• Trecho do texto:
□ □ □

P. A ausência de um rastro de papel, com a chegada dos computadores e da Internet, tornará impossível fazer biografias de escritores no futuro?
R. Eu deixei de imprimir meus textos e
minhas cartas. Pensamos que a Internet é eterna e não é. No futuro, não
haverá correspondência. Isso é assustador. Mas esse gênero não
desaparecerá. Como disse Sontag, não há uma fotografia definitiva, nem
uma biografia definitiva. As biografias são como a interpretação de uma
peça musical. As pessoas confiam muito no retrato, mas é apenas uma
maneira de contar, é a minha forma, minha história, e não a própria
pessoa.
P. É preciso colocar limites sobre o que se conta sobre a vida de outra pessoa?
R. Quando você faz uma biografia, coloca
seus dedos sujos no dinheiro, no sexo, na família e no trabalho
artístico de outra pessoa. Mas o maior erro seria deixar tudo isso de
fora porque esses são os vínculos que nos conectam, que nos tornam
humanos. Se você quer que o relato de suas vidas tenha algum
significado, não pode ignorar isso.
P. Aí surge a polêmica?
R. As pessoas reagem às biografias com
muita veemência, mas, curiosamente, coisas que alguém poderia pensar que
são ofensivas passam despercebidas, enquanto outros detalhes que
parecem supérfluos acabam ferindo.
P. Como medir a distância?
R. Eu quero protegê-las, mas às vezes você
não pode. Elas estão mortas. Você tenta tratá-las com gentileza, mas
isso pode ser difícil porque você também quer ser sincero.
Quando você faz uma biografia, coloca seus dedos
sujos no dinheiro, no sexo, na família e no trabalho de outro. Mas você
não pode deixar isso de fora
P. Você sente um dilema parecido como crítico?
R. Como crítico, rejeito a crueldade. Se
você pensa sobre o que um romancista tentou fazer, mesmo que não goste,
você está sendo respeitoso. Mas isso parece ter sido perdido. Acho que o
papel da crítica deve ser encorajar a ler, a pensar, a descobrir. A
cultura te enriquece ou te deixa frio, mas não há necessidade de
humilhar o criador.
P. Quais lições tirou de suas pesquisas sobre Sontag e Lispector?

□ □ □

(Entradas de um conjunto de anotações de pontos)

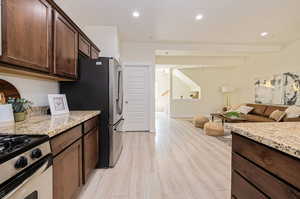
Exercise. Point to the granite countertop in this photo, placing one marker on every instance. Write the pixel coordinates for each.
(47, 124)
(283, 136)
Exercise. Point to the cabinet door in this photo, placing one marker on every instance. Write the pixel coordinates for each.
(27, 33)
(84, 46)
(94, 53)
(65, 47)
(67, 172)
(91, 154)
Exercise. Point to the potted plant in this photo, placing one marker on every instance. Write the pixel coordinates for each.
(20, 107)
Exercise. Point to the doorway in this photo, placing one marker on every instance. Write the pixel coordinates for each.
(137, 98)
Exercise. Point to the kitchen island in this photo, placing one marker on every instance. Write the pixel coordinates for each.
(265, 160)
(74, 139)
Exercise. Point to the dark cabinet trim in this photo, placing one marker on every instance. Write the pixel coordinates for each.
(267, 170)
(7, 25)
(59, 18)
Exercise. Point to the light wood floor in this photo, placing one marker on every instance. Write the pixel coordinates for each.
(178, 162)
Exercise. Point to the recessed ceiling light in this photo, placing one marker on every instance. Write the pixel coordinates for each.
(264, 34)
(199, 17)
(136, 14)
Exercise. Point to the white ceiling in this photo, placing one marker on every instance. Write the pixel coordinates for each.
(225, 21)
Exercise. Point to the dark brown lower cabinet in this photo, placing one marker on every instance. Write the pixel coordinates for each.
(90, 152)
(67, 172)
(259, 171)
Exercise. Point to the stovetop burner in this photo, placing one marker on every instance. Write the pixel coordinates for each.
(9, 143)
(13, 145)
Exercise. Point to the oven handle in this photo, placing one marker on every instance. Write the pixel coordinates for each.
(9, 187)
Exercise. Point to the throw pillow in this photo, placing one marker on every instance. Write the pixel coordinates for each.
(293, 112)
(244, 109)
(277, 115)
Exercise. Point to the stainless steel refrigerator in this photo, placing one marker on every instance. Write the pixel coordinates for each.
(100, 87)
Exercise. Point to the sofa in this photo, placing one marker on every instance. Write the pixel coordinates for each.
(261, 113)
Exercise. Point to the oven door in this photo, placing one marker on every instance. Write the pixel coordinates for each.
(34, 182)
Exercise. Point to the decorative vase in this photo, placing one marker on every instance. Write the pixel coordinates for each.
(19, 117)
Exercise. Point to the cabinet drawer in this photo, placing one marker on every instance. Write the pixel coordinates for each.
(284, 166)
(67, 172)
(241, 189)
(270, 185)
(65, 139)
(84, 46)
(90, 124)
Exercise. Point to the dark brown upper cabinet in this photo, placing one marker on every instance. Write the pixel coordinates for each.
(84, 46)
(65, 47)
(27, 34)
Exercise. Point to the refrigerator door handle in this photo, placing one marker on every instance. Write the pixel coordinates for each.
(117, 124)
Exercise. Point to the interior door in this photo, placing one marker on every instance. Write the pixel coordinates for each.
(136, 94)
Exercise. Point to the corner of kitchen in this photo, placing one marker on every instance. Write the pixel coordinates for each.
(61, 105)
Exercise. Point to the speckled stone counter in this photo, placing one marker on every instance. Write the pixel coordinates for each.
(283, 136)
(47, 124)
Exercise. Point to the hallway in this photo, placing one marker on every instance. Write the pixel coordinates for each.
(177, 162)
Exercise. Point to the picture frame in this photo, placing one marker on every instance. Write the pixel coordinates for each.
(58, 104)
(6, 113)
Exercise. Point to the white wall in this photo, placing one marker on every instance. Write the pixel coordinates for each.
(210, 80)
(106, 38)
(33, 89)
(162, 86)
(263, 65)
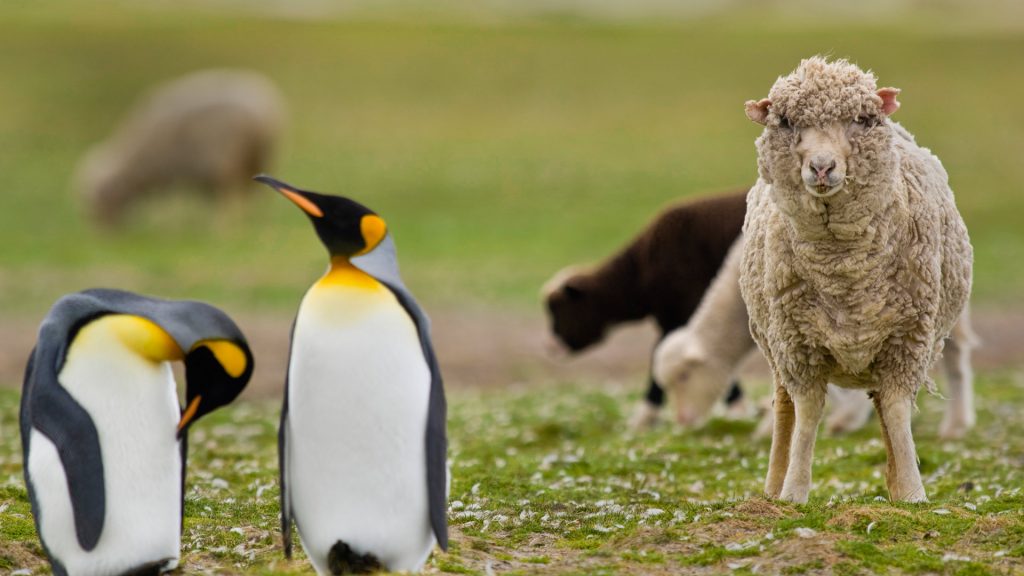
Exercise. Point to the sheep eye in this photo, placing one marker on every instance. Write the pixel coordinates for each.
(865, 121)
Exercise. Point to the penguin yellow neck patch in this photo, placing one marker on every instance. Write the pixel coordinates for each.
(343, 273)
(138, 334)
(228, 355)
(373, 229)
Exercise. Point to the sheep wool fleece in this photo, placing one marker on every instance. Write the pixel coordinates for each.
(859, 288)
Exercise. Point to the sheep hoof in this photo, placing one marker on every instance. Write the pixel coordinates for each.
(796, 496)
(644, 416)
(915, 497)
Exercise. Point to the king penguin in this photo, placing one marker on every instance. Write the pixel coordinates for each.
(102, 433)
(363, 447)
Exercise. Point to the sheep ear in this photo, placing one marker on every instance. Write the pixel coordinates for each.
(758, 110)
(889, 104)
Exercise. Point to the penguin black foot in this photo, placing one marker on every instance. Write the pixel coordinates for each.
(735, 394)
(343, 560)
(150, 569)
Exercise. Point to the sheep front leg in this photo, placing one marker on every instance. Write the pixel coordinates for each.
(902, 476)
(778, 460)
(810, 406)
(960, 415)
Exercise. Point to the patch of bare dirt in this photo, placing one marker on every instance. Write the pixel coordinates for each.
(816, 554)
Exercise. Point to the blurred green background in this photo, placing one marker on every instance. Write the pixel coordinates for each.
(502, 140)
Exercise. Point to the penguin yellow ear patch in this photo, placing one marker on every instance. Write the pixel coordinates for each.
(228, 355)
(302, 202)
(374, 229)
(144, 336)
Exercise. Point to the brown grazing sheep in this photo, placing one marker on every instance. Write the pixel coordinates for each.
(212, 129)
(663, 274)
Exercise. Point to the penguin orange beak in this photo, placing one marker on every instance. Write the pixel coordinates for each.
(297, 198)
(188, 414)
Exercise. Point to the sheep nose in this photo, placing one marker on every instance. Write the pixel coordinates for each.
(822, 166)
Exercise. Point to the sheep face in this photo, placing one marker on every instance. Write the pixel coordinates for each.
(825, 129)
(693, 378)
(574, 309)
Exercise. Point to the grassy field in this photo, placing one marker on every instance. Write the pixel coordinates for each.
(500, 150)
(549, 481)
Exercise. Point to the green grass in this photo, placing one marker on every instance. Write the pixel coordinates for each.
(498, 152)
(548, 480)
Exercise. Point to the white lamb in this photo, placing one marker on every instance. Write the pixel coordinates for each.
(695, 364)
(856, 266)
(213, 129)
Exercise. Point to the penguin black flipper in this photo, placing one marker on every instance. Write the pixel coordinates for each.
(436, 436)
(286, 500)
(47, 407)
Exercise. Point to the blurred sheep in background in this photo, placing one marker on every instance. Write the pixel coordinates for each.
(211, 130)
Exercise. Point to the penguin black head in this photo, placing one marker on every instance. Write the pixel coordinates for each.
(346, 228)
(216, 372)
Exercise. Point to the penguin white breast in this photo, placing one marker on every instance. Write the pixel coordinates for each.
(358, 394)
(133, 405)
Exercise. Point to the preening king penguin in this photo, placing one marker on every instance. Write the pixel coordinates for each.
(102, 433)
(363, 441)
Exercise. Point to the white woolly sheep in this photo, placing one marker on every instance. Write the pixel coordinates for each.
(856, 266)
(212, 129)
(696, 363)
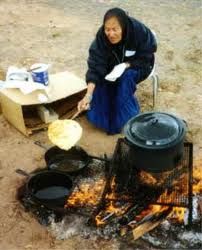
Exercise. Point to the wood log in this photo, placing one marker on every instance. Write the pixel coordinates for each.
(135, 230)
(152, 222)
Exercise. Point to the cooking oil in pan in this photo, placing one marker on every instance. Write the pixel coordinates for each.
(53, 192)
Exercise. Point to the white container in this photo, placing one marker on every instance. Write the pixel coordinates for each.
(39, 73)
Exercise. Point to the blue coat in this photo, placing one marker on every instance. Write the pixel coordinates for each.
(138, 40)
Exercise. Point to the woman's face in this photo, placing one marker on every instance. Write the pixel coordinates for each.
(113, 30)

□ □ □

• Enunciado do exercício: Retome a entrevista sobre biografias logo após a última pergunta e dê prosseguimento a ela.

• Resposta do exercício:
R. É interessante ver como as pessoas
superam seus fracassos. Depois de um livro de sucesso às vezes vem outro
que falha e depois outro que vai bem. Como escritor, é interessante ser
espectador da carreira dos outros. São trajetórias longas e
acidentadas. Há períodos de fama e dinheiro, e outros sem nada disso.
P. Os adiantamentos milionários que os autores estreantes recebem nos EUA acabam com isso?
R. A verdade é que a maioria dos escritores
é tradicionalmente de profissionais de classe média. Hoje parece que há
menos tempo e dedicação, é difícil pensar em construir uma trajetória
literária de 50 anos.
P. Seus temas foram duas escritoras. O que define a relação das mulheres com a literatura?
R. É um assunto fascinante porque as
escritoras não existiam praticamente até o século XX. Elas sofrem
censura de ter filhos e não ter tempo. Escrevem dois romances e ninguém
dá bola para o terceiro. Tornei-me especialista em ler resenhas de
livros de mulheres e você vê a condescendência crua com a qual são
julgadas. É incrível ver como elas encontraram força para continuar.
Lispector começou com 15 e continuou até o fim. No caso de Sontag, é
impressionante ver quantas mulheres talentosas começaram com ela e
acabaram caladas.
P. O que você tirou de suas histórias sobre Sontag e Lispector?
R. Gostei de fazer o livro de Lispector por
ser ingênuo. Com o de Sontag me senti mais ligado a uma história já
estabelecida. Mas ela é uma figura tão complexa que te permite refletir
sobre a criação artística, o ativismo político, a ciência ou a guerra.
Eu gosto da relação matrimonial que tenho com eles: amá-las, odiá-las,
alegrar-me com seus êxitos, ter vergonha. Nada que é delas me é alheio.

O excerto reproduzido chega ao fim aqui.